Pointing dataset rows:
◆ ◆ ◆ ◆

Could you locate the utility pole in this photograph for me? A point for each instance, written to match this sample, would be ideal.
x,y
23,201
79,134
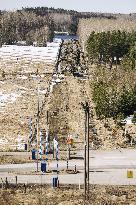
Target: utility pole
x,y
87,128
38,127
86,151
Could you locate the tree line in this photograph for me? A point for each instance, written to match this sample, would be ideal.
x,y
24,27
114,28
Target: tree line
x,y
111,46
25,26
114,89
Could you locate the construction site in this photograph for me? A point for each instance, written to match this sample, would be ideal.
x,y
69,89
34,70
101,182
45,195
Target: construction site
x,y
54,148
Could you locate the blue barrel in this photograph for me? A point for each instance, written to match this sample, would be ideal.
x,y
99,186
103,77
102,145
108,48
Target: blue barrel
x,y
43,166
33,154
55,181
25,147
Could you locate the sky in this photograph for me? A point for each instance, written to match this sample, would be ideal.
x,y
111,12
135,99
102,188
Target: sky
x,y
114,6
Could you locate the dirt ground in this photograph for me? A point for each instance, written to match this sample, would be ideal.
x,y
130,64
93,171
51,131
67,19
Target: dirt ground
x,y
68,195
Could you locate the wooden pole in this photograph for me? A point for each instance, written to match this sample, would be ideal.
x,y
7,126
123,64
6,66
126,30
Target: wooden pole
x,y
38,129
85,174
87,113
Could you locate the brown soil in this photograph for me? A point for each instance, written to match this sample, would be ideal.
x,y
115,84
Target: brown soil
x,y
68,195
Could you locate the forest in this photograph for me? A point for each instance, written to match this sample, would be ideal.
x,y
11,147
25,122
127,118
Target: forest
x,y
114,83
38,24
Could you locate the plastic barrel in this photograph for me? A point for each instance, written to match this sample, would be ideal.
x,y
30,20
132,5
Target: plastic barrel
x,y
25,147
43,166
33,154
55,182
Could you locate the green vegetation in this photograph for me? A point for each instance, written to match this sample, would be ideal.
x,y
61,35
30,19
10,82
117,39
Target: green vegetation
x,y
25,26
114,90
108,47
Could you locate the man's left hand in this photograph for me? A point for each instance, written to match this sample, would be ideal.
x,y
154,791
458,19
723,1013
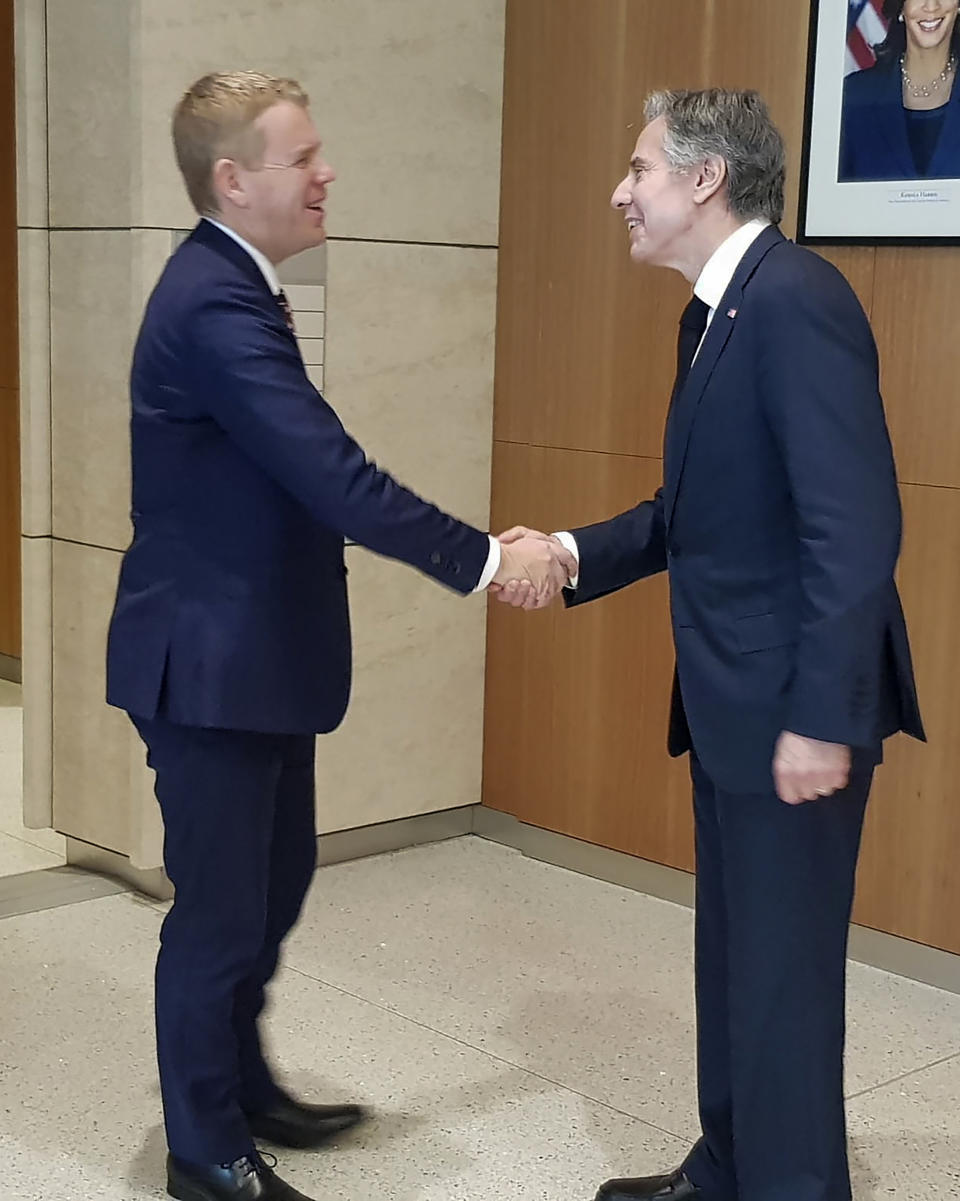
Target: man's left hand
x,y
805,770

◆ ◆ ◆ ◆

STATED PROBLEM: Give back all of the rows above without any changes, leaving out the pictures.

RESPONSE TO THE EXERCISE:
Could you locate the utility pole in this photograph for me? A point for each instance, written to match this sample, would be ideal.
x,y
23,201
79,134
Target: utility pole
x,y
87,128
38,127
86,151
Could you locate the tree line in this photograph for me? A point for each instance, written to match this sample, would be ideal.
x,y
24,27
114,28
Target: tree line
x,y
111,46
25,26
114,89
Could you locate the construction site in this photograph for me? A point for each instance, written to match this sample, would be ideal.
x,y
69,89
34,70
101,182
45,195
Target: construction site
x,y
54,148
Could you locate the blue barrel in this photograph for me? A point for each instance, written to match this sample, would be ideal.
x,y
99,186
103,77
102,145
108,48
Target: blue barrel
x,y
43,166
33,154
55,181
25,147
Could you locate the sky in this photograph for me? A point for each instance, written to match this sample, would be ideal.
x,y
111,12
135,99
102,188
Target: sky
x,y
114,6
Could you locate the dirt ground in this photograph for me? A point for each instance, written to match this sample, would be ideal.
x,y
130,64
93,171
51,131
67,19
Target: dirt ground
x,y
68,195
Could you locate the wooden pole in this photograph for me? A point for each instance, written to match this sample, would be ideal.
x,y
7,126
123,64
6,66
126,30
Target: wooden pole
x,y
38,129
85,174
87,113
Could you locate the brown soil in this photograph for me? A point for each instance, written to match this sample, would be ideal.
x,y
115,84
Target: brown soil
x,y
68,195
Could you locate the forest in this photograph for me? A point for each instance, written to match this sample, would be ideal.
x,y
11,147
25,122
127,118
Target: forest
x,y
114,83
38,24
Could you locate the plastic barrel in this photograph for me? A point for each instance, written to match this sample, would be ideal.
x,y
30,20
132,5
Target: plastic barrel
x,y
25,147
43,166
33,154
55,182
Could you locate the green vegetation in this photograph for me? A point for each instance, written to match this sample, would be ideal.
x,y
61,35
30,19
10,82
117,39
Target: green vegetation
x,y
25,26
114,90
108,47
Could you locate the man's left hand in this photograph for me? A point for each instance, written to match this sample, would be ideal.
x,y
154,791
458,19
723,1013
Target: man's left hand
x,y
805,770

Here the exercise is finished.